[Start of section]

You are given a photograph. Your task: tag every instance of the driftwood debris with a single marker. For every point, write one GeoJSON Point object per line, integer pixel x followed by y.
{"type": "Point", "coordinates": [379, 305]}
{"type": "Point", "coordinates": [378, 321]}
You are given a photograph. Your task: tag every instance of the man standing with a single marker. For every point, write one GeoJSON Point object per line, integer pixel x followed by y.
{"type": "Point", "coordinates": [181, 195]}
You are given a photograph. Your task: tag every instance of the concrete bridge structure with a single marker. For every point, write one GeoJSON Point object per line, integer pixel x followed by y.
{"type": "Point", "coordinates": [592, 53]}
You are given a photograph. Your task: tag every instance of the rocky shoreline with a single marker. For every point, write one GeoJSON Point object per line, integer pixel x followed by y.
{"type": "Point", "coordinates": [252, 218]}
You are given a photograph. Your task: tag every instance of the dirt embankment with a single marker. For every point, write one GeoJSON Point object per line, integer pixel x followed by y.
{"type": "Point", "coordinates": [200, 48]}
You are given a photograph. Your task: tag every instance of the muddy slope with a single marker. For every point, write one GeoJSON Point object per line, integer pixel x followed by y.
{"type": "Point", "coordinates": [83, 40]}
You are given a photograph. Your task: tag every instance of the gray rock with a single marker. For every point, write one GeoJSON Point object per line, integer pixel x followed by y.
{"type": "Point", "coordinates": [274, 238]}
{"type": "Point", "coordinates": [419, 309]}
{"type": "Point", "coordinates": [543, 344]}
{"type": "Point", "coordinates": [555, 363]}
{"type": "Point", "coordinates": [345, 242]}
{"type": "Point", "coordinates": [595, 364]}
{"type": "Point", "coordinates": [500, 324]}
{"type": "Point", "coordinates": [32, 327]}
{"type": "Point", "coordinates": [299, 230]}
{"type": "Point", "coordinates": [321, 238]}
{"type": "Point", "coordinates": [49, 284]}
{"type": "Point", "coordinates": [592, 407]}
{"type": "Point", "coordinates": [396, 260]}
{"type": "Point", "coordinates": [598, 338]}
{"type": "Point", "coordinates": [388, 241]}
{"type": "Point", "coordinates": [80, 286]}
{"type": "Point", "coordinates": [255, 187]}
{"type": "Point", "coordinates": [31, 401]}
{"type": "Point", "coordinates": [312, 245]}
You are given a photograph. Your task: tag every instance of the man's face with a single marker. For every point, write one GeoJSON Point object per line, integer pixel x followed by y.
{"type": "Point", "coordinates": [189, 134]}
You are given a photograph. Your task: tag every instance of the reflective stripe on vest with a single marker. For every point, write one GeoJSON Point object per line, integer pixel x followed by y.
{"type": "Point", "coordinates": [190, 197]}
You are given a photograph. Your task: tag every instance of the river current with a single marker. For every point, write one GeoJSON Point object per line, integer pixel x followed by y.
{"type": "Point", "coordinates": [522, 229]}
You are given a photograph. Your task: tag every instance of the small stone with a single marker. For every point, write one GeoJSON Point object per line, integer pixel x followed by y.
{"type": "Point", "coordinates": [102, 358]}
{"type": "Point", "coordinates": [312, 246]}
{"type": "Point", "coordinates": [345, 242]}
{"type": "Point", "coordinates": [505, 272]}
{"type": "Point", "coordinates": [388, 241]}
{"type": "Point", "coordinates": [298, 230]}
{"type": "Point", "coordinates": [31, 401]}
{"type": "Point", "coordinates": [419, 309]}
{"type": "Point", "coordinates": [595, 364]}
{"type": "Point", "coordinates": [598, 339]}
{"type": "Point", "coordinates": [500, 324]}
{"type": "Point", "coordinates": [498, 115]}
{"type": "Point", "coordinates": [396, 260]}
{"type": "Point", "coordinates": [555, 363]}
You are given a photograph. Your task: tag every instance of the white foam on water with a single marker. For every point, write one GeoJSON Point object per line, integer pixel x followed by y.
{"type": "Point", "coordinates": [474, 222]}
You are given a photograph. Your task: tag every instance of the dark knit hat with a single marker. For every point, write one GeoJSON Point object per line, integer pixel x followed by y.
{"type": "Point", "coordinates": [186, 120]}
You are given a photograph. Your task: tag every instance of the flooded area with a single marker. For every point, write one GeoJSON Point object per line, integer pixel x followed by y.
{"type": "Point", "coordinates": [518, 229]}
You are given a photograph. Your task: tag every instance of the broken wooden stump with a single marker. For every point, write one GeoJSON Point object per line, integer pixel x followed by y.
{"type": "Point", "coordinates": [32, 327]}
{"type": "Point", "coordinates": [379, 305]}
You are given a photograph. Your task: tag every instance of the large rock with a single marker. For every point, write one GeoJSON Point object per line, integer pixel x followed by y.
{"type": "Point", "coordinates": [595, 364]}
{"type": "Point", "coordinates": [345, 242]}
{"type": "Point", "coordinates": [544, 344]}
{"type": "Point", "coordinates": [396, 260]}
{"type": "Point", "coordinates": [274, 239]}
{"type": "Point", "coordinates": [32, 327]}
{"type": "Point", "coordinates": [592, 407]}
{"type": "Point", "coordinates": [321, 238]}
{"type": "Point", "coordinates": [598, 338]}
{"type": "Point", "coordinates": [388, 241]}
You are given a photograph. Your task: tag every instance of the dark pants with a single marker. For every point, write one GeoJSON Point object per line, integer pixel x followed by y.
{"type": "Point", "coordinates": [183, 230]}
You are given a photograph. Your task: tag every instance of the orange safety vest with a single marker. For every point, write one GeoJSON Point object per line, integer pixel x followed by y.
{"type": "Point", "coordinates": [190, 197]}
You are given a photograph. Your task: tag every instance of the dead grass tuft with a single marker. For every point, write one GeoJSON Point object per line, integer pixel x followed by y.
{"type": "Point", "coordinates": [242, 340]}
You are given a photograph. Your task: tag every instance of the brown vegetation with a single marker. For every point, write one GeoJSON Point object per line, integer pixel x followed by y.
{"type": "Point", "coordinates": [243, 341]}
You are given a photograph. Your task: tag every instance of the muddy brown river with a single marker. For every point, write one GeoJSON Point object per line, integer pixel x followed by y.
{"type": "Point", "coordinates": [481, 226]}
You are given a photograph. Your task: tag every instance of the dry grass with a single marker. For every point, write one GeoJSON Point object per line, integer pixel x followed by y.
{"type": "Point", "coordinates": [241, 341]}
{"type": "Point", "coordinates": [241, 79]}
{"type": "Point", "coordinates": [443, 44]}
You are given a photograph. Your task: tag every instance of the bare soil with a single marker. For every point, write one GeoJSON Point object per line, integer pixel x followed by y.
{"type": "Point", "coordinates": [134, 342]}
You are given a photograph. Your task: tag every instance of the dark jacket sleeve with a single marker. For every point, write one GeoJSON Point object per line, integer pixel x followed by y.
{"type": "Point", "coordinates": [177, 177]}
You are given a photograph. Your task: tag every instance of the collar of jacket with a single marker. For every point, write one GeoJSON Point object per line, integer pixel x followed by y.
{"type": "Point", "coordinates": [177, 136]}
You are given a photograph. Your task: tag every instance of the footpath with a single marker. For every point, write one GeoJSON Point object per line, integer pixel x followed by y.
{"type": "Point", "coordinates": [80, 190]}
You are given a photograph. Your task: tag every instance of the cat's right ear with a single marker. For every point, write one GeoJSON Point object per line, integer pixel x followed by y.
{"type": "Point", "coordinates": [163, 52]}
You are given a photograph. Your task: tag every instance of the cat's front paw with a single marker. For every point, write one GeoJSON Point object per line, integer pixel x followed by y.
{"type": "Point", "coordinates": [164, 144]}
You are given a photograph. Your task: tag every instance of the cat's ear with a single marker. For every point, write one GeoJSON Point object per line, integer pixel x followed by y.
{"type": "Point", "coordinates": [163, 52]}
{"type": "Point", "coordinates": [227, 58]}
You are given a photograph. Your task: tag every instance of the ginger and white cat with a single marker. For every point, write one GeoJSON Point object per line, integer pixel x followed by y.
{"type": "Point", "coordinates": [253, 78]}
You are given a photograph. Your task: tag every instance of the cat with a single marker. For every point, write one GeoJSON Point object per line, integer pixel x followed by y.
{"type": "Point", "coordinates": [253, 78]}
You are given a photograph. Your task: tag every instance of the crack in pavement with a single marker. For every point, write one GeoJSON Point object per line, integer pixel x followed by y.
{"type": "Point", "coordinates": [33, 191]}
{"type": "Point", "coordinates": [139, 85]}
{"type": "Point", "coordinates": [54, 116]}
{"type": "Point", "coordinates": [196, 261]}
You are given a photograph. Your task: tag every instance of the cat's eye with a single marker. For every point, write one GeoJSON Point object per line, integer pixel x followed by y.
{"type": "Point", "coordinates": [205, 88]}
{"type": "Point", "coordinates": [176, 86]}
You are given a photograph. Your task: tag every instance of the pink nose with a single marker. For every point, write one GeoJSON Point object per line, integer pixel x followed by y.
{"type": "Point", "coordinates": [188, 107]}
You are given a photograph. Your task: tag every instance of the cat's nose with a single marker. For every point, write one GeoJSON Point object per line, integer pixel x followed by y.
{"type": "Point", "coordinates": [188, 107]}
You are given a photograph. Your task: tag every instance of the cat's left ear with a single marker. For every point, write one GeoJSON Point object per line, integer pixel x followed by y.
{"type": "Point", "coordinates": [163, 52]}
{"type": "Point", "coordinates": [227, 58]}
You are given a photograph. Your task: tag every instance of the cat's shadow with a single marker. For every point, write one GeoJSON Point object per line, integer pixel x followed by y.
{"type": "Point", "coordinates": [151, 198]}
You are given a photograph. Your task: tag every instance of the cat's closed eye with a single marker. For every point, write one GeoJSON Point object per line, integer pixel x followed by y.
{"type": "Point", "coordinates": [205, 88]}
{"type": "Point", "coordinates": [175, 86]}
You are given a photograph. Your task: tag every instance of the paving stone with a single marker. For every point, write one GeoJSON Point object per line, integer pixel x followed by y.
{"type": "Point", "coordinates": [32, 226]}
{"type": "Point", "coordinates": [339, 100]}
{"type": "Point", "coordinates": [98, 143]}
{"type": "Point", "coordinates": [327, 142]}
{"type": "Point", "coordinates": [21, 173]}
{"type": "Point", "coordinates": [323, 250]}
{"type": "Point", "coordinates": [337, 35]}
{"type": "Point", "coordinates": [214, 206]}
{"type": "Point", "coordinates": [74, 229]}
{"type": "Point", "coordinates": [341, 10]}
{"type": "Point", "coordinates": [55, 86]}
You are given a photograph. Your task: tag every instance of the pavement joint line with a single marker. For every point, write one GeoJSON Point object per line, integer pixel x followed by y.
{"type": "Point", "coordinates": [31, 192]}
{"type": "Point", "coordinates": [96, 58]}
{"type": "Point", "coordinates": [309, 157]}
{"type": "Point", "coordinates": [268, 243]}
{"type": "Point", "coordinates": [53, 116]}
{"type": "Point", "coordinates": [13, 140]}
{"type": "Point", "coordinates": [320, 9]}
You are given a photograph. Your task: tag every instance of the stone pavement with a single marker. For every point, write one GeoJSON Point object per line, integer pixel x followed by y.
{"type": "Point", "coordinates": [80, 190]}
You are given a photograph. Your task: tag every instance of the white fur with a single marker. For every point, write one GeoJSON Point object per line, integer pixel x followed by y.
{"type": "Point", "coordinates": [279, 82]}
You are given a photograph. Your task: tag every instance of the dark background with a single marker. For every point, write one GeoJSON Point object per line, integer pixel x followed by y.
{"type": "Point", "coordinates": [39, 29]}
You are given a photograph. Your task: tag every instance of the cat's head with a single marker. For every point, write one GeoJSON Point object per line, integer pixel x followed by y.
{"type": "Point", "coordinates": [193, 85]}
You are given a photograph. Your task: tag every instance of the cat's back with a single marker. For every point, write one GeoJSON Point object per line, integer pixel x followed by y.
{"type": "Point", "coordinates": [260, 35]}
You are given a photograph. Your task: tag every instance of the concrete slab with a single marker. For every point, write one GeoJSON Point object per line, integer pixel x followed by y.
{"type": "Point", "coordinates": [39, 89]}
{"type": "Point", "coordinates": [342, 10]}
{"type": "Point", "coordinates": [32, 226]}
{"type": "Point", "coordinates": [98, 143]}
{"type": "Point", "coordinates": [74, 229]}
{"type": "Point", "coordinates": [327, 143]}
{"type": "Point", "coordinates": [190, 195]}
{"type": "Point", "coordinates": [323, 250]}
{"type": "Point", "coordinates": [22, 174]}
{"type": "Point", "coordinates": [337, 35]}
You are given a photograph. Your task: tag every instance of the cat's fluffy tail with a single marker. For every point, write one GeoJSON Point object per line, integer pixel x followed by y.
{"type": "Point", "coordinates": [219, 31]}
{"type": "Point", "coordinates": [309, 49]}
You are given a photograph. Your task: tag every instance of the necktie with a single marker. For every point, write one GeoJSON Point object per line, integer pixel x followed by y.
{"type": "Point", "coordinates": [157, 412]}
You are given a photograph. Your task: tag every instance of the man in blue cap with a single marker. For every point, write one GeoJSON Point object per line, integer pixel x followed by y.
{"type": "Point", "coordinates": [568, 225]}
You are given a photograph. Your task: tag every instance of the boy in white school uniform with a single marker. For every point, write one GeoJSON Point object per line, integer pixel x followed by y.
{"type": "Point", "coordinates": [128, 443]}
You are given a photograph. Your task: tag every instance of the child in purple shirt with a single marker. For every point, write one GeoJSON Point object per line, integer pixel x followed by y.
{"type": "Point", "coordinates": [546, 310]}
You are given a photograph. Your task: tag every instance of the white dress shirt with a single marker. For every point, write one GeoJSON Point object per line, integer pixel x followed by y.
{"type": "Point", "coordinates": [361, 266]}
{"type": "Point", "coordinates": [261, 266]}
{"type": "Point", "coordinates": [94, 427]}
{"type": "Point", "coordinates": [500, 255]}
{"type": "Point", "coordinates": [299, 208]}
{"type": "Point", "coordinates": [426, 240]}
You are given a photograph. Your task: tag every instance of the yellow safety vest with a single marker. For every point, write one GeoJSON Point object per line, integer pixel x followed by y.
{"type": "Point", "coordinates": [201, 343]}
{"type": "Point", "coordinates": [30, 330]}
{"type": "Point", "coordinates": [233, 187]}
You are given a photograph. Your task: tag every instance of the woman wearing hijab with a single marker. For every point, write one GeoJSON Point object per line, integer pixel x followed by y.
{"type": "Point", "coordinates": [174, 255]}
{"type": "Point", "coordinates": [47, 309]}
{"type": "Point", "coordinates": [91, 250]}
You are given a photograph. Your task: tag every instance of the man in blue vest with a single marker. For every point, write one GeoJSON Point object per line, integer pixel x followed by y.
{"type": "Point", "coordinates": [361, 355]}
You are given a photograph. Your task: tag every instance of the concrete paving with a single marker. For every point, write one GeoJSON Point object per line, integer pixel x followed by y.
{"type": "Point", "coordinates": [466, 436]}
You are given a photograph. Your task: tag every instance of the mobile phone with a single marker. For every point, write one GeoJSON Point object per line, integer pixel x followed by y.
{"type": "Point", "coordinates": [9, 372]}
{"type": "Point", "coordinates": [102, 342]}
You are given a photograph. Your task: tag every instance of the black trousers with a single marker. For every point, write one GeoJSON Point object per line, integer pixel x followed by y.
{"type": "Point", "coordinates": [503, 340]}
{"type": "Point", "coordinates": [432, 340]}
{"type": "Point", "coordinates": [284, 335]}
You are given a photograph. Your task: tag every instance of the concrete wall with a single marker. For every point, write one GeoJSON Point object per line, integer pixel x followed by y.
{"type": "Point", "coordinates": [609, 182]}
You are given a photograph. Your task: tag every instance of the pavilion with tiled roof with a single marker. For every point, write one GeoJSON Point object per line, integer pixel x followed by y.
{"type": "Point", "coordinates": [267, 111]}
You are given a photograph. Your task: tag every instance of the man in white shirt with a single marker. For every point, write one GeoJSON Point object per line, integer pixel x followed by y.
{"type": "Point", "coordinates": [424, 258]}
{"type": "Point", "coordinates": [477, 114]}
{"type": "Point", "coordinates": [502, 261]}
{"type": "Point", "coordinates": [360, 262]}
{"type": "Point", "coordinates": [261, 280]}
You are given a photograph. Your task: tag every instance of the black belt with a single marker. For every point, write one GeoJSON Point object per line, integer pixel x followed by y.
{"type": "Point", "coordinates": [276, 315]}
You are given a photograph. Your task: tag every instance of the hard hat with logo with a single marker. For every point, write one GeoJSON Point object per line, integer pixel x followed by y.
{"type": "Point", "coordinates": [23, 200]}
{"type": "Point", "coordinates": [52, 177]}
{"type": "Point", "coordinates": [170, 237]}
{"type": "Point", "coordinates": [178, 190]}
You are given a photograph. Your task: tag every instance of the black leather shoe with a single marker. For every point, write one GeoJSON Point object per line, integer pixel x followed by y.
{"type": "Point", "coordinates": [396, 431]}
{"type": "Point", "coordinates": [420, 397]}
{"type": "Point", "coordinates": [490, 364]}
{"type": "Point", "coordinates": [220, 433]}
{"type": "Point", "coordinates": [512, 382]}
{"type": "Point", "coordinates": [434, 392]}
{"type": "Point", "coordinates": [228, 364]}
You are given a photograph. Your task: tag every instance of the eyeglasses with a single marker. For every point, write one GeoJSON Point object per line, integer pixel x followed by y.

[End of section]

For this task, copy exactly the line with "the black leather" and the lines that come after it, stopping at the end of the material above.

- _Written reply_
You are given a photograph. Your task: tag every instance of the black leather shoe with a single marker. For every point, write one GeoJSON Point object per line, integer pixel x followed by y.
{"type": "Point", "coordinates": [396, 431]}
{"type": "Point", "coordinates": [420, 397]}
{"type": "Point", "coordinates": [490, 364]}
{"type": "Point", "coordinates": [220, 433]}
{"type": "Point", "coordinates": [512, 382]}
{"type": "Point", "coordinates": [434, 392]}
{"type": "Point", "coordinates": [228, 364]}
You are given a photograph. Your task: tag every instance of the eyeglasses with a single marker. For every point, write one GeoJSON Point object per line, integer pixel x followed by y.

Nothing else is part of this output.